### About this exercise
Nothing other than the lines from the one containing "Mark a point on each instance of the pond" through the last line of the data below should be output, each reproduced exactly.

### Supplied data
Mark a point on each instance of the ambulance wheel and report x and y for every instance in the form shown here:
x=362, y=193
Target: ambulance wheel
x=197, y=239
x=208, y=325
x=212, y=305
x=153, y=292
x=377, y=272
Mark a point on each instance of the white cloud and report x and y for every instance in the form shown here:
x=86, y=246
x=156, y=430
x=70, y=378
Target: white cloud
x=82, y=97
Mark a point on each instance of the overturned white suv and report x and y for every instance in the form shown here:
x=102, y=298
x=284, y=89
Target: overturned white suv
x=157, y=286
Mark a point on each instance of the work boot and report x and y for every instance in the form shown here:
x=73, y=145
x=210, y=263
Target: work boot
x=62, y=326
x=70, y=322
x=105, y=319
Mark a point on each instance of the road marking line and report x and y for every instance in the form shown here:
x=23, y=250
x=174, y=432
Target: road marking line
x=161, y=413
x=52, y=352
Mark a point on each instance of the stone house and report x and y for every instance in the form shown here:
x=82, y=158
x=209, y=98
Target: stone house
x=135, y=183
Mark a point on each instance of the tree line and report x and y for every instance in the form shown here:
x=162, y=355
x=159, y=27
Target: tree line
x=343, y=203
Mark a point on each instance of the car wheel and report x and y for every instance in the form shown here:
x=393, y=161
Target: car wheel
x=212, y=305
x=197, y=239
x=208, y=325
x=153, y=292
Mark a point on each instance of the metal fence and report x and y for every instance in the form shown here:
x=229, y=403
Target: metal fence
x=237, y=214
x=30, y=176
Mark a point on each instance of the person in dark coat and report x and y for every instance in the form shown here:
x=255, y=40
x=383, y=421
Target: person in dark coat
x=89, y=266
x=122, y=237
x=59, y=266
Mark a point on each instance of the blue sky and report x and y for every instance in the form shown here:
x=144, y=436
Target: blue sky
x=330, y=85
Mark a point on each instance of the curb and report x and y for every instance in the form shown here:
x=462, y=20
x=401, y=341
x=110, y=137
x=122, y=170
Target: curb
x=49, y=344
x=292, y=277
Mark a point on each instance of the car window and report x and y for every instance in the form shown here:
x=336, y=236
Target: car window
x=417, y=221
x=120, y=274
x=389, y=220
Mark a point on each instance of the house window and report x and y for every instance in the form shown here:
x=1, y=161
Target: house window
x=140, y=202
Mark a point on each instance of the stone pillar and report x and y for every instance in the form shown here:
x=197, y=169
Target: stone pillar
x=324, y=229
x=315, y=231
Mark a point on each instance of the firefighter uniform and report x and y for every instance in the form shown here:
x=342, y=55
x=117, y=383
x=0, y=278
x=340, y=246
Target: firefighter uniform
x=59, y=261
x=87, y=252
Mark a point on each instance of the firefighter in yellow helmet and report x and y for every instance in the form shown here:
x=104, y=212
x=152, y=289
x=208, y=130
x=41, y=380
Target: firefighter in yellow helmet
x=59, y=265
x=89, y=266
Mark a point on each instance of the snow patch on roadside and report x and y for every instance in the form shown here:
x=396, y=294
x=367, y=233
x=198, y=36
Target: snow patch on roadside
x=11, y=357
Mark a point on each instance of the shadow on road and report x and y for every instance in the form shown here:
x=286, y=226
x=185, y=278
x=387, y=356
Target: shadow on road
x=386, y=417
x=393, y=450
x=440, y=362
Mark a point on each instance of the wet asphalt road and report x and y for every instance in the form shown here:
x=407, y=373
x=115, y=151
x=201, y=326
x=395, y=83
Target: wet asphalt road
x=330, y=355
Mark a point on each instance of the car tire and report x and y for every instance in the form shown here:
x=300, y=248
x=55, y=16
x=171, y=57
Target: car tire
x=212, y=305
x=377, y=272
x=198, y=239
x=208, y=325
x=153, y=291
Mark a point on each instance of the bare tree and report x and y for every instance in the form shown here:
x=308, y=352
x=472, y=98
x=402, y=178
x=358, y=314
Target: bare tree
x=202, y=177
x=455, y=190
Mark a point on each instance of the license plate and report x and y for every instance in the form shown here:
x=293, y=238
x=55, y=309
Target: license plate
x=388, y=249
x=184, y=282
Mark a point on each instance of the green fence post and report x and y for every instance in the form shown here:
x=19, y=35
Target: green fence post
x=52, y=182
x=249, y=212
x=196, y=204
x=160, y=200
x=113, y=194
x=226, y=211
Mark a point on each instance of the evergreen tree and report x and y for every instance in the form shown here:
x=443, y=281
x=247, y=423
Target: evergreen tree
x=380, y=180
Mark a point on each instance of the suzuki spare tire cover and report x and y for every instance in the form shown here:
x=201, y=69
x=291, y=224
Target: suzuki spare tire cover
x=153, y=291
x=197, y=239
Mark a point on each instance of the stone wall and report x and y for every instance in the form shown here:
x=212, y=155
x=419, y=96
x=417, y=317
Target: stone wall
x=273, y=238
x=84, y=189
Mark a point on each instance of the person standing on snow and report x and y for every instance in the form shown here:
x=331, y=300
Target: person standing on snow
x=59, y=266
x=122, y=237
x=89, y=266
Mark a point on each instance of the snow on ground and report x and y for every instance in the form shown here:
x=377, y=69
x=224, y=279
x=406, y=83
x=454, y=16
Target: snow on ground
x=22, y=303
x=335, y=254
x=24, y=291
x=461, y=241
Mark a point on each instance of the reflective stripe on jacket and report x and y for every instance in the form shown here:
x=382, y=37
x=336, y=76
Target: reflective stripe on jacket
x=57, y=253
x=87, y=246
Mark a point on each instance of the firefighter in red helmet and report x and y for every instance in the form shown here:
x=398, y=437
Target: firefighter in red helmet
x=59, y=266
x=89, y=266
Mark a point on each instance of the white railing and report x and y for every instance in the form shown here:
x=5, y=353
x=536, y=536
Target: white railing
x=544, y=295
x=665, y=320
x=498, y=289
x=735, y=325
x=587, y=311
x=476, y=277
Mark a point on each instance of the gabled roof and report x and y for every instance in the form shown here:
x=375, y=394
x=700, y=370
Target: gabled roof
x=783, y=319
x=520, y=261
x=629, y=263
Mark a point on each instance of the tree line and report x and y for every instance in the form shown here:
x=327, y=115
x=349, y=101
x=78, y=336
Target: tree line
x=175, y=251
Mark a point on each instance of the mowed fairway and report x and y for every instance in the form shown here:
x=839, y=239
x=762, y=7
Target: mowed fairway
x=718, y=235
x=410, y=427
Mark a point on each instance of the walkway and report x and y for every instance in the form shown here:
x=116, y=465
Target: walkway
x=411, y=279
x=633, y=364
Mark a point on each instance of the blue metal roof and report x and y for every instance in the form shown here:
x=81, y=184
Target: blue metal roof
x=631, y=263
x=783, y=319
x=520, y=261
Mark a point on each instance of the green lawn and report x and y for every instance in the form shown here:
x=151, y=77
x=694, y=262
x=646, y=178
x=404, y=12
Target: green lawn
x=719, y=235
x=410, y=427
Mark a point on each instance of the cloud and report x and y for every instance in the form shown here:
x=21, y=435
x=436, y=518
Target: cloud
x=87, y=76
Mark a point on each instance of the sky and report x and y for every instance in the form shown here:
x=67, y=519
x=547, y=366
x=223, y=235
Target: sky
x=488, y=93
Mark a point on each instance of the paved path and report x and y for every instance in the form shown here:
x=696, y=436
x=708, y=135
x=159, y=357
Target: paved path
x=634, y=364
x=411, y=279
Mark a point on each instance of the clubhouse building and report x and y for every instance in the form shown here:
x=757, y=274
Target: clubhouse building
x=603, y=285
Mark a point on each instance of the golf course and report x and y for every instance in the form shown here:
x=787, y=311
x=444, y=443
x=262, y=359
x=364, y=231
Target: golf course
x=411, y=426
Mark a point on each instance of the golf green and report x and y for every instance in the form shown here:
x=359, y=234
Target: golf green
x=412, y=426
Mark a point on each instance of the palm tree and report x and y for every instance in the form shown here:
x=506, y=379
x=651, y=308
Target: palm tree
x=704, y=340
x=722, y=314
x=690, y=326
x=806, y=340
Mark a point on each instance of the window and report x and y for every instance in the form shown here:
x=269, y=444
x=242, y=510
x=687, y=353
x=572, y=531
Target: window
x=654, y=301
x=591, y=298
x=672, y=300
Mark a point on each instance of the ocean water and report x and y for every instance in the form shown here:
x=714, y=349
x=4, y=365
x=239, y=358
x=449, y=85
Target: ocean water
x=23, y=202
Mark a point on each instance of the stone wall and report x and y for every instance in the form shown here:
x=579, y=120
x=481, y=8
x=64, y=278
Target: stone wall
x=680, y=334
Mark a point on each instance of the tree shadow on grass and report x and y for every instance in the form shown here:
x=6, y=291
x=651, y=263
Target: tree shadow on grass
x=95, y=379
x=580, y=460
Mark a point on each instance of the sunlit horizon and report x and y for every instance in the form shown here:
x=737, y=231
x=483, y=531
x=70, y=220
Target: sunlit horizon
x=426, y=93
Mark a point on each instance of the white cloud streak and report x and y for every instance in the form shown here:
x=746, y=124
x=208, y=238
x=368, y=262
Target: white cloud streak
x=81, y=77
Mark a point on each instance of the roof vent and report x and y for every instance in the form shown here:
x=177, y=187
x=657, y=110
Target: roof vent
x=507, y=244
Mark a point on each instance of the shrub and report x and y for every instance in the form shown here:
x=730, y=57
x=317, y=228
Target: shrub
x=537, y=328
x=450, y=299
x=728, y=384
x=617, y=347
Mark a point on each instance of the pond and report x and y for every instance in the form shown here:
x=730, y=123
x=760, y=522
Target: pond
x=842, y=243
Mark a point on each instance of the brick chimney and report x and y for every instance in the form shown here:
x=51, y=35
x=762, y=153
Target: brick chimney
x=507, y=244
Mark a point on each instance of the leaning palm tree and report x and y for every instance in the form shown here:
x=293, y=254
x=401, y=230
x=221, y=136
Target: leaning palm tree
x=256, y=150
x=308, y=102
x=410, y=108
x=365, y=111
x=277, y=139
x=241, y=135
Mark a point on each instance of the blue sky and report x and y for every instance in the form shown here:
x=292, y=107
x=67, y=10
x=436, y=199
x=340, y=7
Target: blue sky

### Exercise output
Mark a point on each instance of the pond and report x and y for every instance in the form shown here:
x=730, y=123
x=760, y=522
Target: pond
x=842, y=243
Mark a point on each instance of the brick chimney and report x and y for every instance in the form shown here:
x=51, y=35
x=762, y=153
Target: brick chimney
x=507, y=244
Mark a point on each instance of the leaning palm tree and report x and y for every instance in the form shown here:
x=293, y=254
x=401, y=230
x=221, y=136
Target: leaning palm tree
x=256, y=150
x=308, y=102
x=410, y=108
x=365, y=111
x=277, y=139
x=241, y=135
Mark a point on each instance of the blue sky and report x and y for every instance in the form shown here:
x=292, y=107
x=67, y=10
x=436, y=199
x=340, y=7
Target: blue sky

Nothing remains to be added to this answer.